» **Set problem**
Starting at the line that contains "Target: thistle plant" and ending at the last line of the rows below, output every line as a JSON list of strings, one string per line, with blank lines omitted.
::: Data to process :::
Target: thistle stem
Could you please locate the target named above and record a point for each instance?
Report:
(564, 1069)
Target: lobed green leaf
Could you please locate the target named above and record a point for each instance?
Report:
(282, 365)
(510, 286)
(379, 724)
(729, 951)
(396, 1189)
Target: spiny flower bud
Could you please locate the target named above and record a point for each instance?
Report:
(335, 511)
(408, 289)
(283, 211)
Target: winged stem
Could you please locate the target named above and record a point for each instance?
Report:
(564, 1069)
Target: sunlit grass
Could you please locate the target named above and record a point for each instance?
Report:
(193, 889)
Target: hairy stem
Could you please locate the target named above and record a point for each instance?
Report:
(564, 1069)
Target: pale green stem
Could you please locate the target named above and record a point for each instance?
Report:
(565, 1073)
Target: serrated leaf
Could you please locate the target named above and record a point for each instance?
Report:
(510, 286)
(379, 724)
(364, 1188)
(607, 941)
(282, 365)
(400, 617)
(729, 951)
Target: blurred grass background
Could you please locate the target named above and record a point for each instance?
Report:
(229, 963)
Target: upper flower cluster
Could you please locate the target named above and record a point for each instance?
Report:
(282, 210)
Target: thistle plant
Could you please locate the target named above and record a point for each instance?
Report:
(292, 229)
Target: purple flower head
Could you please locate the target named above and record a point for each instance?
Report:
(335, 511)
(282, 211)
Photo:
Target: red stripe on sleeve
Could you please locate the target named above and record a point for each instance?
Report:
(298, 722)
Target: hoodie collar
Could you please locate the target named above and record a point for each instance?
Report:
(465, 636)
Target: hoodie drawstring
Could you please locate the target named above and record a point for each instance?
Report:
:::
» **Correct result**
[
  "Target: thistle plant",
  "Could you please locate the target named above and record a point for each instance?",
  "Report:",
  "(292, 229)",
  "Target: purple flower head",
  "Could you please locate the target named above and record a point for each instance?",
  "Report:",
  "(335, 511)",
  "(282, 211)",
  "Photo:",
  "Target: red stripe on sleeve",
  "Could you please locate the target named above and record a point for each instance?",
  "Report:",
  "(298, 722)",
  "Target: hoodie collar",
  "Could you please locate the target named above and record a point for each instance?",
  "Report:",
  "(465, 636)",
  "Target: hoodie drawstring",
  "Could you please locate the target named above and record a point for each instance?",
  "Report:"
]